EXTRAIT CITÉ>
------------------------

De sa première vague d’introduction, seuls ces derniers s’adaptèrent à leur nouveau pays et commencèrent à s’y reproduire.

En 1890, Schieffelin ramena quelques dizaines d’étourneaux supplémentaires pour opérer sa deuxième phase d’introduction. C’était le début de la fulgurante conquête de l’Amérique par ces oiseaux magnifiques qui font désormais rager certains agriculteurs.

Pourquoi Schieffelin a-t-il voulu amener les étourneaux aux États-Unis ? On raconte que l’apothicaire qui adorait Shakespeare planifiait d’introduire en Amérique tous les oiseaux mentionnés dans l’œuvre du célèbre dramaturge. Il a donc certainement lu la pièce Henry IV, la seule dans laquelle on trouve une réplique parlant d’étourneau. Si cette histoire largement relayée dans la littérature scientifique est entièrement véridique, Shakespeare aurait été bien surpris d’apprendre à quel point sa tragédie écrite en 1596 a changé profondément la composition faunique aviaire de l’Amérique. En cause, aujourd’hui, de l’Alaska à la Floride, les étourneaux sont parmi les volatiles les plus abondants du peuple à plume.

Mais, leur histoire d’immigration n’est pas différente de celle de tous ces animaux que beaucoup croient être des indigènes d’ici et qui, pourtant, n’existaient pas en Amérique avant le premier voyage de Christophe Colombe. Ainsi, la vache, la chèvre, le mouton, le cochon, le pigeon, la poule, l’abeille mellifère et le ver de terre sont tous des immigrants arrivés en Amérique avec les Européens. Il y a aussi le cas des migrants qui sont arrivés par eux-mêmes. L’emblématique orignal du Canada a migré de la Sibérie orientale par le pont de la Béringie qui unissait l’Asie et l’Amérique pendant la dernière période glaciaire.

------------------------

DONNÉES COLLECTÉES>
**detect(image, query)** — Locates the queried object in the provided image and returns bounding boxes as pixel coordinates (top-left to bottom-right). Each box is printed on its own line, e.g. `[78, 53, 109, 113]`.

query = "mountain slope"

------------------------

EXIGENCES DU PROBLÈME> D'après l'extrait sur les étourneaux, de quelle région l'orignal a-t-il migré, et par quelle voie ? Le matériel ci-dessus n'est pas requis.

SECTION RÉPONSE> De la Sibérie orientale, par le pont de la Béringie.